● **The task**: Please return every line of the records that contains the word "below".

● **Provided data**:
------------------------------------------------------------
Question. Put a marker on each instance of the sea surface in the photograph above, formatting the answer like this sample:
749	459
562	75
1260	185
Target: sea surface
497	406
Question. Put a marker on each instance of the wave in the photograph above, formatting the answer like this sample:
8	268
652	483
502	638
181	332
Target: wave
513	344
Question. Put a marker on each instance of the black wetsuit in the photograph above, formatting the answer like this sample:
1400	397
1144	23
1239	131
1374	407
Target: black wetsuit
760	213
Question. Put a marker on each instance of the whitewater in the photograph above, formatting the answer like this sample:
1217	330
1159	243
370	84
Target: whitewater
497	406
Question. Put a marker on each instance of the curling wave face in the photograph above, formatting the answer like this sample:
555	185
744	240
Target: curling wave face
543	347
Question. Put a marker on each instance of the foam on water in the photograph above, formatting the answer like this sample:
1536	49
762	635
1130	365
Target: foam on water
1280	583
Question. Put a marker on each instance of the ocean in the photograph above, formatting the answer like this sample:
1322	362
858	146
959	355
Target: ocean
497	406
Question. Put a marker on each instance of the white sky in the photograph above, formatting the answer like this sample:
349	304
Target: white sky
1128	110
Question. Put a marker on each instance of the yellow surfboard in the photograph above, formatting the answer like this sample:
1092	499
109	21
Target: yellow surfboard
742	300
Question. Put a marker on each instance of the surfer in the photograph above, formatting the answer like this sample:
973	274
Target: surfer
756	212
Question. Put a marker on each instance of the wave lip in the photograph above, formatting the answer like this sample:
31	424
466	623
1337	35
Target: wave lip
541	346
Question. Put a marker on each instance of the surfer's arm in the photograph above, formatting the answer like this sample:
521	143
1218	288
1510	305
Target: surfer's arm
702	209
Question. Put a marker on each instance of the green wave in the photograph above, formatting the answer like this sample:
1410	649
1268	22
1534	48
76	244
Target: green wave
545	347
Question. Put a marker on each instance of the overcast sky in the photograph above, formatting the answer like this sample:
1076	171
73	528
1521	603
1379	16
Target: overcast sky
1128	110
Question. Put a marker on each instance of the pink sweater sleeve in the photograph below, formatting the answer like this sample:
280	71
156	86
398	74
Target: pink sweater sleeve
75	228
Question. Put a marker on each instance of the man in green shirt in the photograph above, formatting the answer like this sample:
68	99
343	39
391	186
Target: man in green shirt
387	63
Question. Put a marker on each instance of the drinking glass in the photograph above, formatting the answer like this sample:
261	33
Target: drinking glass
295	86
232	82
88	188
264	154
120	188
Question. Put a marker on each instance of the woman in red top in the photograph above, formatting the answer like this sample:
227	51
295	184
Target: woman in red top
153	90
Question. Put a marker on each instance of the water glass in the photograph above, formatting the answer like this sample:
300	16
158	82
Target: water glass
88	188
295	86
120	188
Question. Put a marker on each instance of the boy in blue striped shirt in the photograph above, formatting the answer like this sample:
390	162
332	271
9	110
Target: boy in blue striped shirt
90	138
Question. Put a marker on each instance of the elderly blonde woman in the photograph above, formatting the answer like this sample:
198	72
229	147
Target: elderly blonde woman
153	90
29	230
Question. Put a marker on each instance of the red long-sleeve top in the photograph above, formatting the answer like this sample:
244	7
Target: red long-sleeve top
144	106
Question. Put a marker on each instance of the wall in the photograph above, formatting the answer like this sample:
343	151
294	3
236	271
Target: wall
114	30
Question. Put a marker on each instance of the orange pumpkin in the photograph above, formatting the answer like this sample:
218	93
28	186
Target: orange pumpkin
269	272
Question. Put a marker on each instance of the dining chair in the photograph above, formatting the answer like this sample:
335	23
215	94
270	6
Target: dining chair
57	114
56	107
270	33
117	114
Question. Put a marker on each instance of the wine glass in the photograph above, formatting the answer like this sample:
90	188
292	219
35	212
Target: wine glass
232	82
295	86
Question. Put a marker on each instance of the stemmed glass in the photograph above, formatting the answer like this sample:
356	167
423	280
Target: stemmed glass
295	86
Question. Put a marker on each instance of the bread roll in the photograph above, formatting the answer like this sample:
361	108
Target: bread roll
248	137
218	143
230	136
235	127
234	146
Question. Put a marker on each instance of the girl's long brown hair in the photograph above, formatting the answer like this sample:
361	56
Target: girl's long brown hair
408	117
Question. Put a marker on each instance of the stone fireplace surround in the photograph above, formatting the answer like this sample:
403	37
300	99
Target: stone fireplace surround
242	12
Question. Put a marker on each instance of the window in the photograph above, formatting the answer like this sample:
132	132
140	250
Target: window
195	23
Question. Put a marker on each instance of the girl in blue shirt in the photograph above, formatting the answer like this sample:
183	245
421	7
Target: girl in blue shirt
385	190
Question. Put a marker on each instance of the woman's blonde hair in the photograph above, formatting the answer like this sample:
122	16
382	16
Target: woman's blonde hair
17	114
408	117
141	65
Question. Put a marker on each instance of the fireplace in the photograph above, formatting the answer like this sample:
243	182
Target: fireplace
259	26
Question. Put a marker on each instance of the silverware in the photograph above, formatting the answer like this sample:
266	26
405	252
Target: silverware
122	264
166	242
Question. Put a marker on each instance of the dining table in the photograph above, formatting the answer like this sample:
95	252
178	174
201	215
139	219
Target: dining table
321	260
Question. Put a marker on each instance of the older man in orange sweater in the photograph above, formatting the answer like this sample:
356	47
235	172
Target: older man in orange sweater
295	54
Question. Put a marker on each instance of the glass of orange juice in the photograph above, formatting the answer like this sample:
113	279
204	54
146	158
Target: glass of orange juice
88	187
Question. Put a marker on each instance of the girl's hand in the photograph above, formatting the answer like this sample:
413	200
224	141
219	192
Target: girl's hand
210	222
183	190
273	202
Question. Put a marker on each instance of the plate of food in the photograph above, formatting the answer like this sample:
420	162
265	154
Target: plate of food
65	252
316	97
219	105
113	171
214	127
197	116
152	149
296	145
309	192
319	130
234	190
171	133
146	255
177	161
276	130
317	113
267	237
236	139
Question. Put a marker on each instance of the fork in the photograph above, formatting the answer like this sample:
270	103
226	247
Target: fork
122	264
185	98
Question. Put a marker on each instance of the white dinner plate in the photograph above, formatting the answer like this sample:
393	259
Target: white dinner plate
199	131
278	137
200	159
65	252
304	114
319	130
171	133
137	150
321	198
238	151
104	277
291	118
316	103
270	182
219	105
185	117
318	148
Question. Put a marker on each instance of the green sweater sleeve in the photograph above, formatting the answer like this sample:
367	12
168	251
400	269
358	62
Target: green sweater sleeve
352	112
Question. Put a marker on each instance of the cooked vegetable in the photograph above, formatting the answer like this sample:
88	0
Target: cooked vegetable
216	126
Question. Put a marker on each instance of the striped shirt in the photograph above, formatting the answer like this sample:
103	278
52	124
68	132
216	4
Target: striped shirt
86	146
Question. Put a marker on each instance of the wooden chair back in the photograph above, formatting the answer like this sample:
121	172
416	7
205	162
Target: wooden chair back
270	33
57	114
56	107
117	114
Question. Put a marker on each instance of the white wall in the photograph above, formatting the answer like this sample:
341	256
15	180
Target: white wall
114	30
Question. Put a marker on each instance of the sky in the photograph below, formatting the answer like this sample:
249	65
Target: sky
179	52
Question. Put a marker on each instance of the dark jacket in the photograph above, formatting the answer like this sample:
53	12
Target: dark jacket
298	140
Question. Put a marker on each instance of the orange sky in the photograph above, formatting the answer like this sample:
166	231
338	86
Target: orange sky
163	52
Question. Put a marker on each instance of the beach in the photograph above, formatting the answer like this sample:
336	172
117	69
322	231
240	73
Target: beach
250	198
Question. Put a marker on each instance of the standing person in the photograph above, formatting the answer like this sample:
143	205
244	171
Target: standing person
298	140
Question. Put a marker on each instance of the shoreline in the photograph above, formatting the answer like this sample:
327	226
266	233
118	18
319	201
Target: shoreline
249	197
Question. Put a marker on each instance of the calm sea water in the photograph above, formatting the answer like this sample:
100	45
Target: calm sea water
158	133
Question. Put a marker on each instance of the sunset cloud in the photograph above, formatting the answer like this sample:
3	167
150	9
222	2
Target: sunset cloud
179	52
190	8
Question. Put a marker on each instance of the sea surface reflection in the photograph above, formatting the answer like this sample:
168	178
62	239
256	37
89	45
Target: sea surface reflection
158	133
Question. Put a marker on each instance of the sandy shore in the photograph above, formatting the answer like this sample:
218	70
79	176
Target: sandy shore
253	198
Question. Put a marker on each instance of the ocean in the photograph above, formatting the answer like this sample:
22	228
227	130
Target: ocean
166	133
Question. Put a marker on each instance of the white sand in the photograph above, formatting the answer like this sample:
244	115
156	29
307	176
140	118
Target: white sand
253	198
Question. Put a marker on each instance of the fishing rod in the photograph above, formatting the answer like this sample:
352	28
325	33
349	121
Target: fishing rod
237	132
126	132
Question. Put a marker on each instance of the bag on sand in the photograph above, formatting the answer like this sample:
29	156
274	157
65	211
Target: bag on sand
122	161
------------------------------------------------------------
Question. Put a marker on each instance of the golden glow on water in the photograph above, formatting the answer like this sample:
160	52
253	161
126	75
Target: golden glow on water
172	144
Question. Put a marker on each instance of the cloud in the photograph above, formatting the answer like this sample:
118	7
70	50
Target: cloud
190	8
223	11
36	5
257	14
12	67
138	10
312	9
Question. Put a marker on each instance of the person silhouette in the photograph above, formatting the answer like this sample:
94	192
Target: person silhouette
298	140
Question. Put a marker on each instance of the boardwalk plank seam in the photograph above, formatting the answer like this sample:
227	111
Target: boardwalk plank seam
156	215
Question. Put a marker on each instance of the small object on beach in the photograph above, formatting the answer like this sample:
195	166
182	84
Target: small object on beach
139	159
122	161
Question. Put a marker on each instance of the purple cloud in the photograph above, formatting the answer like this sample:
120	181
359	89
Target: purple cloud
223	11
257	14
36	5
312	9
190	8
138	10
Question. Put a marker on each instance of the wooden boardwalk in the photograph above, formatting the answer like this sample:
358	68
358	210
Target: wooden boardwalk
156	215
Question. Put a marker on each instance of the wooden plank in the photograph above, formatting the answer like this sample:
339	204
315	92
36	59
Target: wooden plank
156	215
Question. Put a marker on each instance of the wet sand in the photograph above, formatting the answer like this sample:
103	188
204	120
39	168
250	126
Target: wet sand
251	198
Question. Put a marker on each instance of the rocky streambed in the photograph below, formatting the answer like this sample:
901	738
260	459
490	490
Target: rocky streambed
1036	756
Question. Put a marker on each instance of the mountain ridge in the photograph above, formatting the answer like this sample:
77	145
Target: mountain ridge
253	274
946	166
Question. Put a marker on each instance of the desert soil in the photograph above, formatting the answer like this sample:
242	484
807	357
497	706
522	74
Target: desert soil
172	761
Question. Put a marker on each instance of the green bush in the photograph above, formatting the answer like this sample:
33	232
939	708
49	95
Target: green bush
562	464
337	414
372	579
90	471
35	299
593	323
------------------------------------------------------------
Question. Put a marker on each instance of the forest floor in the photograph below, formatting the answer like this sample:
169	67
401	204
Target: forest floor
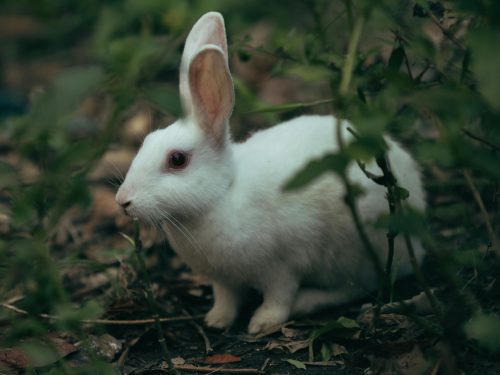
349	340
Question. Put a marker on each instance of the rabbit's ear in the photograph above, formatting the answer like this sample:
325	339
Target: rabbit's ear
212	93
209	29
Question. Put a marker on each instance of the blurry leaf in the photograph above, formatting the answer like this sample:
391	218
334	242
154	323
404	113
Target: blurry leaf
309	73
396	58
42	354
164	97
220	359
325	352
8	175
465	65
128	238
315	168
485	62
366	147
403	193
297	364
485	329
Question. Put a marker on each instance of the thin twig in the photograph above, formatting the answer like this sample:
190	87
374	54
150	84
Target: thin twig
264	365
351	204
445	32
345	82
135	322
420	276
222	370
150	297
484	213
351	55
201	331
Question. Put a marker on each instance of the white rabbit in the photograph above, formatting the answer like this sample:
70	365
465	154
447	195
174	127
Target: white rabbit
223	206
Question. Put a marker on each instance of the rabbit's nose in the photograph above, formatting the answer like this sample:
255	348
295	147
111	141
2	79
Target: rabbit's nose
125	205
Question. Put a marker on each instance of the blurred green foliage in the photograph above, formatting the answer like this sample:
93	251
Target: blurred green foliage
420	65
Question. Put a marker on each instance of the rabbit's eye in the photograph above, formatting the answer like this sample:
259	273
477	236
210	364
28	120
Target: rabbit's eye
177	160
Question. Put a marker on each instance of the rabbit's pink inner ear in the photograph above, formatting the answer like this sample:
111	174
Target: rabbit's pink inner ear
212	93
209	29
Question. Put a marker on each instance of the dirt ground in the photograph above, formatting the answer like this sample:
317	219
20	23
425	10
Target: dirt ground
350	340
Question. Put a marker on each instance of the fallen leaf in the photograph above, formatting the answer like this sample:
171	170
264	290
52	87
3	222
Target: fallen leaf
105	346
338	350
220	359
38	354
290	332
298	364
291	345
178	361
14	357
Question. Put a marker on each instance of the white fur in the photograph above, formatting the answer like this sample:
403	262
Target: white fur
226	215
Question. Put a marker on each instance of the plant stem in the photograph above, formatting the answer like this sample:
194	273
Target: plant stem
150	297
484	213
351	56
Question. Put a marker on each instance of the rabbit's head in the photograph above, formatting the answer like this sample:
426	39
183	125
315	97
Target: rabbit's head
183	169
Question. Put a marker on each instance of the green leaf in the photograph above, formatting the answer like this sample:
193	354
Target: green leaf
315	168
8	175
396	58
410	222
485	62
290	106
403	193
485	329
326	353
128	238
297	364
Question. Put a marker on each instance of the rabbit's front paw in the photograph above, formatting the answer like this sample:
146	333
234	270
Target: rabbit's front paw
------------------------------------------------------------
● **Written reply**:
Question. Put a marker on each instance of the pink sweater sleeve in the photograph below, formatting the answer like this sample:
Question. Put a marker on each instance of the sky in the photograph below, formatting the answer like this sample:
Question. Put a marker on each instance of the rocky streambed in the photograph below, formatting the answer like this sample:
Question. Put a marker on each instance of the forest floor in the photograph below, formatting the answer like this sample:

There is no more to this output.